Problem details: Type out the data again. Keep every line exactly the same.

--- Provided entries Enclosed Below ---

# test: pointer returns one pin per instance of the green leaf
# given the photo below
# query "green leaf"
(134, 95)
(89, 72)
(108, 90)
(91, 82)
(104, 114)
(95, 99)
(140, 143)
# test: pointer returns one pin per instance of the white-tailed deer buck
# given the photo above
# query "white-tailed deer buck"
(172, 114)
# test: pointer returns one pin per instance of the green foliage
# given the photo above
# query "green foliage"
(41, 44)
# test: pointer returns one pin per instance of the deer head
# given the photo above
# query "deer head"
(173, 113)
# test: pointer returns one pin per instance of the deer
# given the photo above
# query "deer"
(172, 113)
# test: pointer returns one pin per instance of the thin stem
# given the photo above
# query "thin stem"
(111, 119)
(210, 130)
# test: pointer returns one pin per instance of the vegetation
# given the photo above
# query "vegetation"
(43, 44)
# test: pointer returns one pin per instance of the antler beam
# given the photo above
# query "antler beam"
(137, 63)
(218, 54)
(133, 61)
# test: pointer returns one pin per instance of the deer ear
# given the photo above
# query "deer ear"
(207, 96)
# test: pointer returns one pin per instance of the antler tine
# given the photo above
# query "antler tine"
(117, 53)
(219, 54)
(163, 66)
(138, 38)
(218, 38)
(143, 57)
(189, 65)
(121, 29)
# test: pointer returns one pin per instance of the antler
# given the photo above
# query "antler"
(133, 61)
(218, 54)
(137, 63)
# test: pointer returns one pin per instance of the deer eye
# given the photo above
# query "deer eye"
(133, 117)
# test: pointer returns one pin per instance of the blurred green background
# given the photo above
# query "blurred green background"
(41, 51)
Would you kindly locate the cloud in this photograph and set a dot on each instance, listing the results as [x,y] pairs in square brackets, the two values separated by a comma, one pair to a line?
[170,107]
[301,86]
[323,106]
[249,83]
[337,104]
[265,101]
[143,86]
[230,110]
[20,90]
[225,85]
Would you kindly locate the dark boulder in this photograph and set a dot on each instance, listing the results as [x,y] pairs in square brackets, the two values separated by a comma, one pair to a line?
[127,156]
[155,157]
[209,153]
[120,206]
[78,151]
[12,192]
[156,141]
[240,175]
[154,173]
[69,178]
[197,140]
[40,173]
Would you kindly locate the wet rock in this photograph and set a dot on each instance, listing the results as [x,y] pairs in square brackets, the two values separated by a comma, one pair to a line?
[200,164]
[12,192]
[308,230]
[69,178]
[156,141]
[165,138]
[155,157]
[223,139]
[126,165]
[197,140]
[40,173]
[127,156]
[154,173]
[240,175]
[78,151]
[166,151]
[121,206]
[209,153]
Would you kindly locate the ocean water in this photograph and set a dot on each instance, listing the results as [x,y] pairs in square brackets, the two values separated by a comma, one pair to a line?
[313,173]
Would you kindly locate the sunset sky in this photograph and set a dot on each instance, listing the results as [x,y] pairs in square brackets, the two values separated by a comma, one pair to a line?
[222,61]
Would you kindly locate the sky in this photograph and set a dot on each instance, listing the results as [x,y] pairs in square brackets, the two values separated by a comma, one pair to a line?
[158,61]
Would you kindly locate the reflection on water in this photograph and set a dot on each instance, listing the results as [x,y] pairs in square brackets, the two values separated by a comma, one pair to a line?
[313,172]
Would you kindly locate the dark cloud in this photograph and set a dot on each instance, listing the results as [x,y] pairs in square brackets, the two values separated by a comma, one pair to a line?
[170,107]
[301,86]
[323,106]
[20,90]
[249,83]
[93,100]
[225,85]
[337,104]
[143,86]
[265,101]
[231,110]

--- End of Enclosed Provided entries ---

The answer:
# test: pointer returns one pin per instance of the green leaf
# given the photo below
# query "green leaf"
(134, 95)
(89, 72)
(108, 90)
(91, 82)
(104, 114)
(95, 99)
(140, 143)
# test: pointer returns one pin per instance of the white-tailed deer buck
# given the photo above
# query "white-tailed deer buck"
(172, 114)
# test: pointer returns one pin per instance of the green foliage
# given the photo above
# query "green foliage"
(41, 44)
# test: pointer returns one pin per instance of the deer head
# given the photo above
# query "deer head"
(173, 113)
# test: pointer returns one pin per instance of the deer
# given the photo above
# query "deer"
(172, 113)
# test: pointer returns one pin per instance of the thin stem
# given the photo above
# query "thin stem"
(111, 119)
(210, 130)
# test: pointer returns one pin per instance of the vegetation
# given the photo above
# query "vegetation"
(43, 44)
# test: pointer returns one pin per instance of the antler beam
# given the photo above
# query "antler beam"
(137, 63)
(218, 54)
(133, 61)
# test: pointer returns one pin per instance of the deer ear
# given the photo above
# query "deer ear"
(207, 96)
# test: pointer returns one pin per instance of the antler tine
# given the photo above
# query "antler tine"
(117, 53)
(219, 54)
(163, 66)
(138, 38)
(218, 38)
(143, 57)
(189, 65)
(121, 29)
# test: pointer returns one pin per instance of the antler
# given the photo above
# query "antler"
(133, 61)
(218, 54)
(137, 63)
# test: pointer returns one pin per instance of the deer eye
# given the photo above
# query "deer eye"
(133, 117)
# test: pointer returns one pin per instance of the blurred green background
# given the photo above
# query "blurred green background"
(41, 51)
Would you kindly locate the cloud in this photograph and set a dot on each instance, listing the results as [x,y] pairs in square brackets, the two values separated by a comma, one pair to a line?
[170,107]
[301,86]
[323,106]
[249,83]
[337,104]
[265,101]
[143,86]
[230,110]
[20,90]
[225,85]
Would you kindly locate the dark boulder in this photograph and set a dot on each instance, listing the results as [x,y] pairs in square brackets, the two values separated by a comma, one pair to a line?
[127,156]
[155,157]
[209,153]
[120,206]
[78,151]
[12,192]
[156,141]
[240,175]
[154,173]
[69,178]
[197,140]
[40,173]
Would you kindly locate the wet rock in this photograph and set a dot on each instance, listing the results as [x,y] pairs in square brackets, the two values separated by a comma, one pair to a line?
[200,164]
[12,192]
[308,230]
[69,178]
[156,141]
[165,138]
[155,157]
[223,139]
[126,165]
[197,140]
[40,173]
[127,156]
[154,173]
[240,175]
[78,151]
[166,151]
[121,206]
[209,153]
Would you kindly locate the ocean water in this photograph and set a dot on each instance, listing the results as [x,y] pairs in square brackets, the two values separated by a comma, one pair to a line?
[313,173]
Would you kindly locate the sunset sky in this photograph and set a dot on each instance, listing the results as [x,y] pairs in square brackets, the two values separated by a comma, one pair to a line?
[222,61]
Would you kindly locate the sky in this photograph and set a dot on each instance, listing the results as [x,y] pairs in square brackets, the two values separated by a comma, one pair to a line?
[158,61]
Would you kindly locate the reflection on water in this photograph and set a dot on each instance, listing the results as [x,y] pairs in square brackets, the two values separated by a comma, one pair to a line?
[313,172]
Would you kindly locate the dark cloud in this photograph and set a dot on each instance, listing the results as [x,y] pairs in square brackets, the two values separated by a comma, one pair to a line?
[170,107]
[301,86]
[323,106]
[20,90]
[249,83]
[93,100]
[225,85]
[337,104]
[143,86]
[265,101]
[231,110]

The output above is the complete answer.